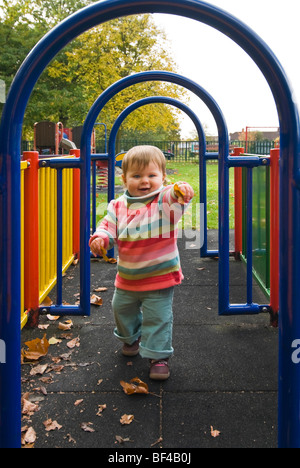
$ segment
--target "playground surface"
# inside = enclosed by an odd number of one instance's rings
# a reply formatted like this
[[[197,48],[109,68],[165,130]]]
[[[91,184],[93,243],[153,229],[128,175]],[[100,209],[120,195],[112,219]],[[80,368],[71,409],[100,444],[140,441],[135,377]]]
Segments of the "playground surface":
[[[210,236],[213,249],[216,232]],[[219,317],[218,262],[199,258],[199,250],[186,249],[191,244],[192,239],[178,241],[185,280],[175,288],[175,354],[168,381],[151,381],[147,361],[121,354],[110,305],[116,265],[103,260],[91,261],[91,294],[101,296],[103,305],[92,305],[90,317],[41,316],[47,329],[22,331],[24,348],[24,342],[44,334],[61,340],[39,360],[47,365],[43,374],[30,375],[36,364],[22,366],[22,393],[29,392],[26,397],[38,409],[22,426],[36,432],[35,448],[277,447],[278,330],[270,327],[268,314]],[[245,300],[245,282],[244,264],[231,259],[232,303]],[[99,287],[107,290],[95,292]],[[63,299],[74,303],[78,292],[76,265],[64,278]],[[266,303],[256,284],[254,300]],[[60,330],[59,322],[67,319],[72,328]],[[125,394],[120,381],[135,377],[151,393]],[[122,425],[123,415],[134,419]],[[50,419],[58,423],[54,430],[46,430]]]

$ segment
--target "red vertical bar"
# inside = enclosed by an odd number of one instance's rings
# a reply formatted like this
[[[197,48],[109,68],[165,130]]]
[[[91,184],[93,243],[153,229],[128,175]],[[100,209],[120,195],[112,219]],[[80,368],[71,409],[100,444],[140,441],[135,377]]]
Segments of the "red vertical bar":
[[[70,154],[80,158],[80,150],[70,150]],[[73,253],[80,253],[80,169],[73,169]]]
[[[244,148],[234,148],[232,156],[244,154]],[[243,250],[243,187],[242,168],[234,168],[234,231],[235,257],[238,259]]]
[[[24,173],[24,305],[28,322],[35,326],[39,317],[39,153],[25,151],[29,162]]]
[[[278,323],[279,311],[279,158],[280,149],[270,152],[270,307],[272,324]]]

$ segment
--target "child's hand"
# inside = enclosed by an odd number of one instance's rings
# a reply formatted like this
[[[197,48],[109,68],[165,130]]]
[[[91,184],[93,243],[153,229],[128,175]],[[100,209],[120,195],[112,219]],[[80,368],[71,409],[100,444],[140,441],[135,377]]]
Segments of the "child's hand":
[[[195,192],[190,184],[175,184],[174,189],[179,203],[189,203],[195,195]]]
[[[90,248],[94,257],[97,255],[102,255],[102,249],[104,249],[104,239],[101,237],[96,237],[92,242],[90,242]]]

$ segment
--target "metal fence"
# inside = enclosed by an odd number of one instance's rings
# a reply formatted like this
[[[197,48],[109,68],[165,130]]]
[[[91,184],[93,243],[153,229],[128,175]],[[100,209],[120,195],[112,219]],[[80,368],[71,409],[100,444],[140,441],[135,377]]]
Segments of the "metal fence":
[[[117,140],[116,152],[126,152],[133,146],[152,145],[160,148],[165,154],[167,160],[175,162],[197,162],[199,161],[199,142],[198,141],[153,141],[153,140]],[[206,142],[207,152],[218,152],[218,139],[208,140]],[[265,155],[270,154],[270,150],[275,147],[275,142],[270,140],[263,141],[232,141],[230,149],[242,147],[245,152],[251,154]],[[32,151],[33,141],[23,141],[22,151]],[[105,140],[96,141],[96,153],[105,152]]]

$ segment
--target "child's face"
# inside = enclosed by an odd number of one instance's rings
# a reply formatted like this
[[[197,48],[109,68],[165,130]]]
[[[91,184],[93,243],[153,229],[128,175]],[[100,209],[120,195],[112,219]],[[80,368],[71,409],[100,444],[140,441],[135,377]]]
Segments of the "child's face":
[[[142,197],[158,190],[165,178],[159,167],[151,162],[144,169],[129,168],[126,176],[122,175],[123,182],[132,197]]]

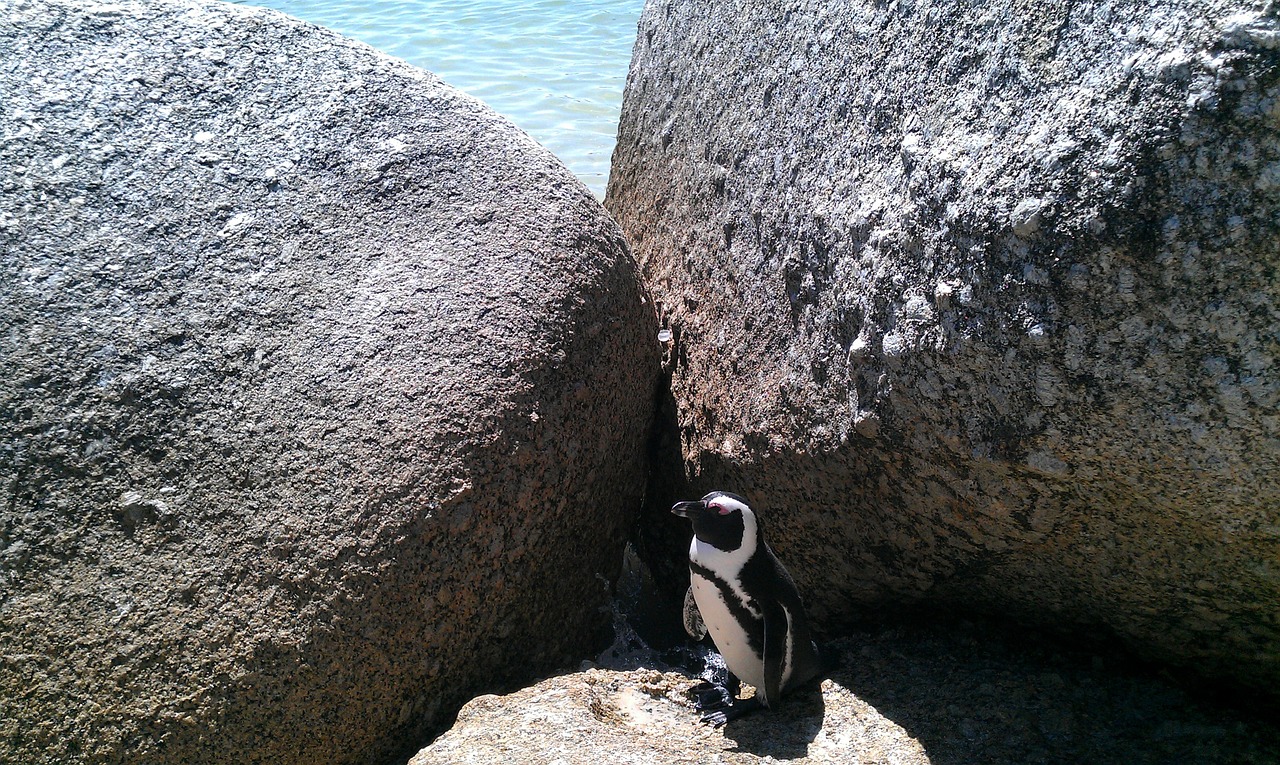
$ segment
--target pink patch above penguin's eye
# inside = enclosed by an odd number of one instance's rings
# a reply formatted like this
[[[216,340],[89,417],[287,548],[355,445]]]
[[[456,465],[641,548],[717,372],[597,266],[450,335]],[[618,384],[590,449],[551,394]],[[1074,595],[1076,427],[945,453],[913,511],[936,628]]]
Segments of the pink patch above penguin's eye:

TASK DESCRIPTION: Repeat the entries word for word and skip the pictures.

ANSWER TO THIS PROBLEM:
$ segment
--target "playground surface"
# inside = enclosed by an odd number of one instance's rings
# a reply formatted like this
[[[197,48],[109,68],[165,130]]]
[[[91,184],[93,243],[153,229],[128,175]],[[100,209],[120,195],[112,219]],[[80,368],[71,409],[100,444],[140,441],[135,377]]]
Segments of the "playground surface":
[[[210,236],[213,249],[216,232]],[[219,317],[218,262],[199,258],[199,250],[186,249],[191,244],[192,239],[178,241],[185,280],[175,288],[175,354],[168,381],[151,381],[147,361],[121,354],[110,305],[116,265],[103,260],[91,261],[91,294],[101,296],[103,305],[92,305],[90,317],[41,316],[47,329],[22,331],[24,348],[24,342],[44,334],[61,340],[39,360],[47,365],[43,374],[30,375],[36,364],[22,366],[22,393],[29,392],[26,397],[38,409],[22,426],[36,432],[35,448],[277,447],[278,330],[270,327],[268,314]],[[245,300],[245,282],[244,264],[231,259],[232,303]],[[99,287],[107,290],[95,292]],[[63,299],[74,303],[78,292],[76,265],[64,278]],[[266,303],[256,284],[254,300]],[[60,330],[59,322],[67,319],[72,328]],[[125,394],[120,381],[135,377],[151,393]],[[122,425],[123,415],[134,419]],[[50,419],[58,423],[54,430],[46,430]]]

$ segment
--target "red vertical bar"
# inside = enclosed by an odd number of one instance's rings
# a reply formatted like this
[[[197,48],[109,68],[165,130]]]
[[[91,184],[93,243],[153,229],[128,175]],[[100,209],[120,195],[112,219]],[[80,368],[71,409],[100,444],[140,441],[135,377]]]
Segments of the "red vertical bar":
[[[70,154],[80,158],[80,150],[70,150]],[[73,253],[80,253],[80,169],[73,169]]]
[[[244,148],[234,148],[232,156],[244,154]],[[243,250],[243,187],[242,168],[234,168],[234,231],[235,257],[238,259]]]
[[[24,173],[24,305],[28,322],[35,326],[39,317],[39,153],[25,151],[29,162]]]
[[[278,323],[279,311],[279,158],[280,149],[270,152],[270,307],[272,324]]]

$ segment
--target "child's hand"
# inside = enclosed by an odd number of one instance's rings
# a reply formatted like this
[[[197,48],[109,68],[165,130]]]
[[[91,184],[93,243],[153,229],[128,175]],[[100,209],[120,195],[112,219]],[[80,368],[71,409],[100,444],[140,441],[135,377]]]
Segments of the "child's hand":
[[[195,192],[190,184],[175,184],[174,189],[179,203],[189,203],[195,195]]]
[[[90,248],[94,257],[97,255],[102,255],[102,249],[104,249],[104,239],[101,237],[96,237],[92,242],[90,242]]]

$ segment
--target "metal fence"
# inside = enclosed by an odd number of one instance's rings
# a reply formatted like this
[[[197,48],[109,68],[165,130]]]
[[[91,184],[93,243],[153,229],[128,175]],[[100,209],[120,195],[112,219]],[[80,368],[71,409],[100,444],[140,441],[135,377]]]
Segments of the "metal fence":
[[[117,140],[116,152],[126,152],[133,146],[152,145],[160,148],[165,154],[167,160],[175,162],[197,162],[199,161],[199,142],[198,141],[153,141],[153,140]],[[206,142],[207,152],[218,152],[218,139],[208,140]],[[265,155],[270,154],[270,150],[275,147],[275,142],[270,140],[263,141],[232,141],[230,149],[242,147],[245,152],[251,154]],[[32,151],[33,141],[23,141],[22,151]],[[105,140],[96,141],[96,153],[105,152]]]

$ segment
--target "child's face"
# inside = enclosed by an odd number of one instance's rings
# a reply formatted like this
[[[197,48],[109,68],[165,130]]]
[[[91,184],[93,243],[153,229],[128,175]],[[100,209],[120,195],[112,219]],[[80,368],[71,409],[100,444],[140,441],[135,377]]]
Segments of the "child's face":
[[[142,197],[158,190],[165,178],[159,167],[151,162],[144,169],[129,168],[126,176],[122,175],[123,182],[132,197]]]

$ segment
--target pink patch above penguin's eye
# inside = enclosed by an odd number of one instance's rings
# a reply formatted like this
[[[216,340],[89,417],[287,548],[355,445]]]
[[[456,465],[641,548],[717,372],[597,266],[450,335]],[[618,384],[590,449],[551,394]],[[1074,595],[1076,427],[945,453],[913,511],[936,628]]]
Segments of the pink patch above penguin's eye:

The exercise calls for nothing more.